■ **To do**
1) Please output the passage of the Telum II article between "Sunday, 8 September" and "faster and better.", inclusive.
2) According to the Telum II article, how many transistors does the new chip have?

— Begin Source document —

Mainframe Update: A chip off the new block

Sunday, 8 September 2024

A chip off the new block

IBM may not have announced a new mainframe, but it has told us all about the chips that will be powering those mainframes – and it’s very much aimed at making artificial intelligence (AI) software run faster and better.

Let’s take a look at the details.

Back in 2021, we heard about the Telum I processor with its on-chip AI accelerator for inferencing. Now we hear that the Telum II processor has improved AI acceleration and has an IBM Spyre™ Accelerator. We’ll get to see these chips in 2025.

The new chip has been developed using Samsung 5nm technology and has 43 billion transistors. It will feature eight high-performance cores running at 5.5GHz. The Telum II chip will include a 40% increase in on-chip cache capacity, with the virtual L3 and virtual L4 growing to 360MB and 2.88GB respectively. The processor integrates a new data processing unit (DPU) specialized for IO acceleration and the next generation of on-chip AI acceleration. These hardware enhancements are designed to provide significant performance improvements for clients over previous generations.

Because the integrated DPU has to handle tens of thousands of outstanding I/O requests, instead of putting the it behind the PCIe bus, it is coherently connected and has its own L2 cache. IBM says this increases performance and power efficiency. In fact, there are ten 36MB of L2 caches with eight 5.5GHz cores running fixed frequency. The onboard AI accelerator runs at 24 trillion operations per second (TOPS). IBM claims the new DPU offers increased frequency, memory capacity, and an integrated AI accelerator core. This allows it to handle larger and more complex datasets efficiently. In fact, there are ten 36MB of L2 caches with eight 5.5GHz cores running fixed frequency. The onboard AI accelerator runs at 24 tera-operations per second (TOPS).

— End Source document —
— Begin Listed entries —

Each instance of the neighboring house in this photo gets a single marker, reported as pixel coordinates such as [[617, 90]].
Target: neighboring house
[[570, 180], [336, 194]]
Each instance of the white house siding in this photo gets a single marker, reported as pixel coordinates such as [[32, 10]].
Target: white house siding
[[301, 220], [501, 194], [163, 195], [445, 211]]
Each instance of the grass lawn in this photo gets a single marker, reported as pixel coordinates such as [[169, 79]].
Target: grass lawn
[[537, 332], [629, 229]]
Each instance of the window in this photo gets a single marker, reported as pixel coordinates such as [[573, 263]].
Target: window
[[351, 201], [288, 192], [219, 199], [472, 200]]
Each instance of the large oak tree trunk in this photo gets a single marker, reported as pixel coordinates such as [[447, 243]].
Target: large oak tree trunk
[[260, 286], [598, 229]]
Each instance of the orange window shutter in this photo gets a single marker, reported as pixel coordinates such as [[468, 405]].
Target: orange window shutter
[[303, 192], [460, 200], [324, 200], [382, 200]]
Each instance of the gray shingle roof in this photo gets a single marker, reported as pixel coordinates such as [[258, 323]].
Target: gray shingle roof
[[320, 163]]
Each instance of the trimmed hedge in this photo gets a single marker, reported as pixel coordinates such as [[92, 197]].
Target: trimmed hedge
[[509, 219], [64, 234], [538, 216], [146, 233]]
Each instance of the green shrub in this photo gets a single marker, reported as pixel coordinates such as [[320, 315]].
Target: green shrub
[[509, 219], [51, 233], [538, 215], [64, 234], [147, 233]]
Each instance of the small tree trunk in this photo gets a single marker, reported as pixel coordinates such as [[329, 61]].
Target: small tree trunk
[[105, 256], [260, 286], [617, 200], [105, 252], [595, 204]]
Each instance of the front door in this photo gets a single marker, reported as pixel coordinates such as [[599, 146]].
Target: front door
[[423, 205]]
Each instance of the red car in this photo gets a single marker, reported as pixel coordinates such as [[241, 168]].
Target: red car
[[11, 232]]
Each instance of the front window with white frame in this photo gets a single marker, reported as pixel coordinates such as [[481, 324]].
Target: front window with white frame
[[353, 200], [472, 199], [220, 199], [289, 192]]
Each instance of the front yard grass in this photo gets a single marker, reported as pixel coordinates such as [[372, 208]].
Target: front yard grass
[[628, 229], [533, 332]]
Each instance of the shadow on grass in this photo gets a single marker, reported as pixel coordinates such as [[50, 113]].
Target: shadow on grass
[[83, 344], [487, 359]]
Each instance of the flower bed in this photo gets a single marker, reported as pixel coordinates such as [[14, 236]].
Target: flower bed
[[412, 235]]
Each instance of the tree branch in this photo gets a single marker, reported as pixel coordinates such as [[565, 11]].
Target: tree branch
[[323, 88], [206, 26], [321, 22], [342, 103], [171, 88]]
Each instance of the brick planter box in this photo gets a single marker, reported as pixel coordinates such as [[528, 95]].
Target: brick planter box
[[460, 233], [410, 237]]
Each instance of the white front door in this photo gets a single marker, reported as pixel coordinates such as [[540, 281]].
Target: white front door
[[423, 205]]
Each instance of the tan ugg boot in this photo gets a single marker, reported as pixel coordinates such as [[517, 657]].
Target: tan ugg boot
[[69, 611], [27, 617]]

— End Listed entries —

■ **Answers to each task**
1)
Sunday, 8 September 2024

A chip off the new block

IBM may not have announced a new mainframe, but it has told us all about the chips that will be powering those mainframes – and it’s very much aimed at making artificial intelligence (AI) software run faster and better.

2) 43 billion.